**Text excerpt**
--- START ---
Election Day or Polling Day is the day on which general elections are held. In many countries, general elections are always held on a Saturday or Sunday, to enable as many voters as possible to participate; while in other countries elections are always held on a weekday. However, some countries, or regions within a country, which hold elections on a weekday declare election day a public holiday. Countries which permit absentee ballots, early ballots or postal votes to be cast by mail before the election avoid the problem altogether by enabling voters to vote on a day that is more convenient to them.

Sundays are the most common day for elections, but this is less true in the Anglosphere; Saturdays are used in New Zealand and Australia, and weekdays for the United States, United Kingdom, and Canada. This is partially due to the influence of Protestantism, which historically set restrictions on activities other than church-going during the Sabbath (usually considered as falling on a Sunday).

An election day usually culminates in an election night when the results of the election are tallied and winners are announced.
--- END ---
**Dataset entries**
--- START ---
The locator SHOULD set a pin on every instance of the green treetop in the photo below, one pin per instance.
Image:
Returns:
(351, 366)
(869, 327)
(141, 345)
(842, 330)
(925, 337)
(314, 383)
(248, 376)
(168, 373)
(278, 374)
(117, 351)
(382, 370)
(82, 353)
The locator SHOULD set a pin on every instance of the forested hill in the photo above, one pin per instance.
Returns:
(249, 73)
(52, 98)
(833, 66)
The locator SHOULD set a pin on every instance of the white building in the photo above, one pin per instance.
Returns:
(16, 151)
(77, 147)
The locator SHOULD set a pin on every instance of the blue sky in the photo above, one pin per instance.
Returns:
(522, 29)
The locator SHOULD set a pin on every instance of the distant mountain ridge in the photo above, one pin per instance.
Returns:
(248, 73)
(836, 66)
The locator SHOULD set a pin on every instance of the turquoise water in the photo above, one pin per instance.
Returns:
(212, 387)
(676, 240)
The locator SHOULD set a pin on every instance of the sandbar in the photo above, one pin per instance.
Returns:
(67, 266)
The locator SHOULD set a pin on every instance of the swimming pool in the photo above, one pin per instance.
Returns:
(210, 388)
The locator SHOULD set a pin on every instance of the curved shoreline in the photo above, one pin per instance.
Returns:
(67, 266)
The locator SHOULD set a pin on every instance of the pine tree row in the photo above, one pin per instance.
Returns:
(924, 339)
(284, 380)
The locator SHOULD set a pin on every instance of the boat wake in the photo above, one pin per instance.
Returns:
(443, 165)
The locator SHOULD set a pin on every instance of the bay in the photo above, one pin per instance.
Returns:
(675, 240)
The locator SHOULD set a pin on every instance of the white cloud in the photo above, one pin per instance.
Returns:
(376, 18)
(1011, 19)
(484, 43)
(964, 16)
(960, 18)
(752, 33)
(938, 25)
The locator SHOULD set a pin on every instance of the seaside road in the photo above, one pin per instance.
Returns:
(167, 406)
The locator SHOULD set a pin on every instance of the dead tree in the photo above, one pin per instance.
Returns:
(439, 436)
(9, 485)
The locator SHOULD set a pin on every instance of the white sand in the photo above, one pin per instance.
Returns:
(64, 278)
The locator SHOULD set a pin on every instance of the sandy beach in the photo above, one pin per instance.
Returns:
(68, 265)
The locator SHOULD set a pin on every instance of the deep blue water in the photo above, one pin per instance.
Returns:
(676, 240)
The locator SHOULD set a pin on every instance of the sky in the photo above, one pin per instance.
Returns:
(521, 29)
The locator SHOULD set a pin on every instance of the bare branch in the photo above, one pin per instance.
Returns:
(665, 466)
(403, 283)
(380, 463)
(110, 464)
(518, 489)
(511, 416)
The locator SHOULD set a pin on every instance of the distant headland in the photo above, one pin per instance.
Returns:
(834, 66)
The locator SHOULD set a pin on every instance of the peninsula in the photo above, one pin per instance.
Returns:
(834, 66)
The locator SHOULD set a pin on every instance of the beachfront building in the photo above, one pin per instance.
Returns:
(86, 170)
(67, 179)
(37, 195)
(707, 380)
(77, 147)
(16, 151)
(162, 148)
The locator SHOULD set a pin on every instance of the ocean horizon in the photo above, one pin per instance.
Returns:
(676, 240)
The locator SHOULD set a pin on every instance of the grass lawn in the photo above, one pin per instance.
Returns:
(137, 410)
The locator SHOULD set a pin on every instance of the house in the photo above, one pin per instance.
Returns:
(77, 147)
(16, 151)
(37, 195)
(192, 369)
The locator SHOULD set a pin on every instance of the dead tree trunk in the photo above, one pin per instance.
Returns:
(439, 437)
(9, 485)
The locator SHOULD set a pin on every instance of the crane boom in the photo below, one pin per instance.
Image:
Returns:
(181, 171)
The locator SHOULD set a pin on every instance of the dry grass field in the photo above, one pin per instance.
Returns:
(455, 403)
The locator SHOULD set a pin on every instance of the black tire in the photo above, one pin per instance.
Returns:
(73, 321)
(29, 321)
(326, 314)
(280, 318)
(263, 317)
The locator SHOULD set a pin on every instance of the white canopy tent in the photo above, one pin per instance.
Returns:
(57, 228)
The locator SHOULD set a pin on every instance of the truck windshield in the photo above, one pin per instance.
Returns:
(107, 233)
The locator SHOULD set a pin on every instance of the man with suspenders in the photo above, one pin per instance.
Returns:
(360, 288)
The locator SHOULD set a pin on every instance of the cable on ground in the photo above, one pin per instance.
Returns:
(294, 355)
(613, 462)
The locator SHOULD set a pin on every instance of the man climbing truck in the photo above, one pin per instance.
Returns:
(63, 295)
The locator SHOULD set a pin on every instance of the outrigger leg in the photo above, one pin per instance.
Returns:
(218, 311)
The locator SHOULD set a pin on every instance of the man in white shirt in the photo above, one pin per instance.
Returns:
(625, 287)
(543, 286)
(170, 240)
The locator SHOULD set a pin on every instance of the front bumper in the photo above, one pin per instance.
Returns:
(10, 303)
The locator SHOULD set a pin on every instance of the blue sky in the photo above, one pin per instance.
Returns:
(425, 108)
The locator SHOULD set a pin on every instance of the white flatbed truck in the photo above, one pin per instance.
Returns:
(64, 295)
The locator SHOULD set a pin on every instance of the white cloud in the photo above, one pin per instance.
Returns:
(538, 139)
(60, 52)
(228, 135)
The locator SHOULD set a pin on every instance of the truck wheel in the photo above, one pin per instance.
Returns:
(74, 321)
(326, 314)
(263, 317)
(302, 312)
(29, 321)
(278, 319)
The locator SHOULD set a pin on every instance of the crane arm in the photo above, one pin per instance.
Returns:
--- END ---
According to the Election Day text, on which day of the week are elections held in New Zealand and Australia?

Saturday.